TEXT EXCERPT
□ □ □
Method and apparatus for determining substrate layer thickness during chemical mechanical polishing
Abstract
A chemical mechanical polishing apparatus includes a platen to support a polishing pad, and a polishing head to hold a substrate against the polishing pad during processing. The substrate includes a thin film structure disposed on a wafer. A first optical system includes a first light source to generate a first light beam which impinges on a surface of the substrate, and a first sensor to measure light reflected from the surface of the substrate to generate a measured first interference signal. A second optical system includes a second light source to generate a second light beam which impinges on a surface of the substrate and a second sensor to measure light reflected from the surface of the substrate to generate a measured second interference signal. The second light beam has a wavelength different from the first light beam.
Claims
exact text as granted — not AI-modifiedWhat is claimed is:
1. An apparatus for use in chemical mechanical polishing a substrate having a first surface and a second surface underlying the first surface, comprising:
a first optical system including a first light source to generate a first light beam to impinge on the substrate, the first light beam having a first effective wavelength, and a first sensor to measure light from the first light beam that is reflected from the first and second surfaces to generate a first interference signal;
a second optical system including a second light source to generate a second light beam that impinges the substrate, the second light beam having a second effective wavelength which differs from the first effective wavelength, and a second sensor to measure light from the second light beam that is reflected from the first and second surfaces to generate a second interference signal; and
a processor configured to determine a thickness from the first and second interference signals.
2. The apparatus of claim 1 , wherein the first and second light beams have different wavelengths.
3. The apparatus of claim 1 , wherein the first and second light beams have different incidence angles on the substrate.
4. The apparatus of claim 1 , wherein the first effective wavelength is greater than the second effective wavelength.
5. The apparatus of claim 1 , wherein at least one of the optical systems is an off-axis optical system.
6. The apparatus of claim 1 , wherein at least one of the optical systems is a normal-axis optical system.
7. The apparatus of claim 1 , wherein at least one of the first and second light sources is a light emitting diode.
8. The apparatus of claim 1 , further comprising a polishing pad which contacts the first surface of the substrate.
9. The apparatus of claim 1 , wherein the first effective wavelength is greater than the second effective wavelength.
10. The apparatus of claim 1 , wherein the processor is configured to determine a first model intensity function for the first interference signal and a second model intensity function for the second interference signal.
11. The apparatus of claim 3 , wherein the first and second light beams have different wavelengths.
12. The apparatus of claim 4 , wherein the first effective wavelength is not an integer multiple of the second effective wavelength.
13. The apparatus of claim 5 , wherein both the first and second optical systems are off-axis optical systems.
14. The apparatus of claim 5 , wherein the first optical system is an off-axis optical system and the second optical system is a normal-axis optical system.
15. The apparatus of claim 7 , wherein the first light source is a first light emitting diode having a first coherence length and the second light source is a second light emitting diode having a second coherence length.
16. The apparatus of claim 15 , wherein the first coherence length is greater than a optical path length of the first light beam through a layer in the substrate, and the second coherence length is greater than an optical path length of the second light beam through the layer in the substrate.
17. The apparatus of claim 8 , further comprising a platen to support the polishing pad, wherein the platen includes an aperture, and the first and second light beams pass through the aperture.
□ □ □
SHORT EXERCISE A
Select every line of the records below that contains the word "security", treating uppercase and lowercase as different, and copy those lines.
□ □ □
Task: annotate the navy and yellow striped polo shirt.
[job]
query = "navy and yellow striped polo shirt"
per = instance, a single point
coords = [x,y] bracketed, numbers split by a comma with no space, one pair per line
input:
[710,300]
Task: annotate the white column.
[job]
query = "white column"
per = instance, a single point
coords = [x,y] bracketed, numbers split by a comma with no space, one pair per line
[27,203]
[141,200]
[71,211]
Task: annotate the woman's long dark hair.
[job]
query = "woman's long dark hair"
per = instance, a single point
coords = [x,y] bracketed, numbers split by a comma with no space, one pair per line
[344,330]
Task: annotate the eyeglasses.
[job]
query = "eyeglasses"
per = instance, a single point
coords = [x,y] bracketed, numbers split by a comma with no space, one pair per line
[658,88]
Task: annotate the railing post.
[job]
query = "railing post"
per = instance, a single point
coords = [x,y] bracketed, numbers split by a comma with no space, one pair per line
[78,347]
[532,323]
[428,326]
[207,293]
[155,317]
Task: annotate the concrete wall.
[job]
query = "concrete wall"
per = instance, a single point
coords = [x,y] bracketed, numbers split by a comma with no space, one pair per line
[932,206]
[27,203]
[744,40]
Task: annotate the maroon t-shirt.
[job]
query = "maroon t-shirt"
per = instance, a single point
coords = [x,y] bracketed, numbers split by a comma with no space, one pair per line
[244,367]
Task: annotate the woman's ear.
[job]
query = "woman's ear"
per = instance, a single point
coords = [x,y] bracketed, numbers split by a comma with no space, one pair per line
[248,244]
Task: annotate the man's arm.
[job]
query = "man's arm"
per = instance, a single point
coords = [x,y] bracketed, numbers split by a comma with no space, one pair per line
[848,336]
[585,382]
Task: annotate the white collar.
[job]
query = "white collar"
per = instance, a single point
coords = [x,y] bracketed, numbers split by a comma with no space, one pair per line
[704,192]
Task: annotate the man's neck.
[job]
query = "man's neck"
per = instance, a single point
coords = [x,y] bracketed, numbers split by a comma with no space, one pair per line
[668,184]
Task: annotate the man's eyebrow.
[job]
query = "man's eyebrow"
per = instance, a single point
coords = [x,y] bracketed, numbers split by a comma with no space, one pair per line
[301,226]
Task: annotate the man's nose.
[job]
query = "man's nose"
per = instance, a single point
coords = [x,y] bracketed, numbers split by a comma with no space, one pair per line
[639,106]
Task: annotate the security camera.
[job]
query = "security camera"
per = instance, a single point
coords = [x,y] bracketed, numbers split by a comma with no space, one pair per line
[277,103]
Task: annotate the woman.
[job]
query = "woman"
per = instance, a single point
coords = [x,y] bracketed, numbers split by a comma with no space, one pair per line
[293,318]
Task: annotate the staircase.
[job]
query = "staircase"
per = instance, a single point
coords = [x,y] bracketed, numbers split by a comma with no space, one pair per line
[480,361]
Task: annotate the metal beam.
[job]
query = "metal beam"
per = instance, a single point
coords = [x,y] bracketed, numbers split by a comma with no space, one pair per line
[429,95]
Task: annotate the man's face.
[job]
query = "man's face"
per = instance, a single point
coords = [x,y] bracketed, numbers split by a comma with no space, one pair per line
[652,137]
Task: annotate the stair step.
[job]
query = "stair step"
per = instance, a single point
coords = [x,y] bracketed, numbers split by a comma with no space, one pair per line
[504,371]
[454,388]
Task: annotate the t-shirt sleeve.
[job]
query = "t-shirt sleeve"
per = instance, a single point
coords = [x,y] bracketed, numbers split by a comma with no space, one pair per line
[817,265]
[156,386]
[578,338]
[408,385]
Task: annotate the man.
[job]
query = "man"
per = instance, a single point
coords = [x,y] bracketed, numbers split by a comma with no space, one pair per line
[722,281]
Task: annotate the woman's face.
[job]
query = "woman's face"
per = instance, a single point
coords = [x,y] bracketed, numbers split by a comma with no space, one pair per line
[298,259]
□ □ □
SHORT EXERCISE B
In the patent text on chemical mechanical polishing, what does claim 17 say the first and second light beams pass through?

CORRECT ANSWER A
Task: annotate the security camera.
query = "security camera"

CORRECT ANSWER B
An aperture in the platen that supports the polishing pad.